• Instruction
Copy out everything from the line containing "Target = woman's face" down to the end of the entries, requests included, but scale each pixel coordinate in the answers by 0.95 and round it to a whole number, with halves going up.

--- Begin Records supplied ---

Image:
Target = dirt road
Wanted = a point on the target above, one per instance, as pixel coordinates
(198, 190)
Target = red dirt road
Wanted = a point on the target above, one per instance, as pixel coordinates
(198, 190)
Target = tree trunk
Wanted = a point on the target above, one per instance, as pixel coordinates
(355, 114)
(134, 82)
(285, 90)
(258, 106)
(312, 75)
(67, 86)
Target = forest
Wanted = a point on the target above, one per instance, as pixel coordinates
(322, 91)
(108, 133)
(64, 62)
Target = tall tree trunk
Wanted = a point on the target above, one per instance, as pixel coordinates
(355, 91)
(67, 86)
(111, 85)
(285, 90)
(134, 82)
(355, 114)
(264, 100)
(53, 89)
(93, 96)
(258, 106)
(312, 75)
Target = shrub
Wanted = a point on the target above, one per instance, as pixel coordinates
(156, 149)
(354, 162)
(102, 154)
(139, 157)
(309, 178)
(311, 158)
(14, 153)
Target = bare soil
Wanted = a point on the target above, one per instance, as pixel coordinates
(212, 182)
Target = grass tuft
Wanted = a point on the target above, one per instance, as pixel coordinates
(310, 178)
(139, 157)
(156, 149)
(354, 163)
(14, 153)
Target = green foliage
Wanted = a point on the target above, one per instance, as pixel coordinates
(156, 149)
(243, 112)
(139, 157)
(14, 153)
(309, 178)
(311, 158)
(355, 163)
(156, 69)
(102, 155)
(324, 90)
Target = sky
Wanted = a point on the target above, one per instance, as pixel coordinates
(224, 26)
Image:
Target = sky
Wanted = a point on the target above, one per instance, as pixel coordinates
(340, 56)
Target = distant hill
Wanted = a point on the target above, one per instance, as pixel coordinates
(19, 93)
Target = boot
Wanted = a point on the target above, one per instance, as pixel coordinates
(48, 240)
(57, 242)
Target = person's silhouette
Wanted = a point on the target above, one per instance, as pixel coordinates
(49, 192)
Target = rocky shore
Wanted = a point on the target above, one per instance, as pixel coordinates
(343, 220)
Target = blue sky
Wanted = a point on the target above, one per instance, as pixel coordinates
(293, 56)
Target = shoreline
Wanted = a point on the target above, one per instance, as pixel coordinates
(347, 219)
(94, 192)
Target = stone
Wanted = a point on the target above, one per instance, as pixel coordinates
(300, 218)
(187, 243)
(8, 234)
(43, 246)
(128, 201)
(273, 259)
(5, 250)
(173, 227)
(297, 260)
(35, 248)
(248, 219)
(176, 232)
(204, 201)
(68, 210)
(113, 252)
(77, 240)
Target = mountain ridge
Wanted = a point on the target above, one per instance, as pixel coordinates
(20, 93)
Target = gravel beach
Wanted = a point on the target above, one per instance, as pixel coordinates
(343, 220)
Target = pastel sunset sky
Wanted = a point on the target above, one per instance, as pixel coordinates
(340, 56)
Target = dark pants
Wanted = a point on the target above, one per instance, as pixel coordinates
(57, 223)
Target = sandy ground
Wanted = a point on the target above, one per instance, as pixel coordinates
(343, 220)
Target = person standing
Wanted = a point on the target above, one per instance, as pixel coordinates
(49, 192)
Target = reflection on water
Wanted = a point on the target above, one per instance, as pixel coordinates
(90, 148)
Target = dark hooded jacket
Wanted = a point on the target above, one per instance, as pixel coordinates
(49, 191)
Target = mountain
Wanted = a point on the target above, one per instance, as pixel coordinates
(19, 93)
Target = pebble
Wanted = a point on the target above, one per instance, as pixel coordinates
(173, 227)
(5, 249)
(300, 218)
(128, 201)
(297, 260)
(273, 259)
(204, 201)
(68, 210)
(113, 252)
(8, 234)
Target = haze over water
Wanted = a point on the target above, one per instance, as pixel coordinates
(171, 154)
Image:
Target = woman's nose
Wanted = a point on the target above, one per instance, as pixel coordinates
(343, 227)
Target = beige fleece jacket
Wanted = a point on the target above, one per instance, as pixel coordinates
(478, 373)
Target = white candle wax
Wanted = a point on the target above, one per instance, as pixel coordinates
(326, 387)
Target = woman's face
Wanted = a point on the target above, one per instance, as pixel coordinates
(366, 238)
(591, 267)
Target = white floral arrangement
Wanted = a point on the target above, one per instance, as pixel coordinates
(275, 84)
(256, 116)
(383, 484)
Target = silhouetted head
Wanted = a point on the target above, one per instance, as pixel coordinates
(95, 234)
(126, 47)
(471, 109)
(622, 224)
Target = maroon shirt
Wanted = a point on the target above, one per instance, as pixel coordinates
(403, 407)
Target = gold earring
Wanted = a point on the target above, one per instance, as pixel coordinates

--- End Records supplied ---

• Task response
Target = woman's face
Wanted = a point on the target above, one per instance, as pixel coordinates
(348, 226)
(561, 254)
Target = white floral arrangement
Wanted = a point on the target above, one per instance, as pixel coordinates
(261, 80)
(243, 110)
(364, 460)
Target = silhouetted head
Wanted = a point on the target above, one per instance, as pixel coordinates
(90, 222)
(120, 45)
(447, 104)
(591, 213)
Target = maroon shirt
Wanted = a point on the target above, one per instance, as pixel coordinates
(383, 387)
Target = gold earring
Wanted = a point on the target above, one per instance, as pixel coordinates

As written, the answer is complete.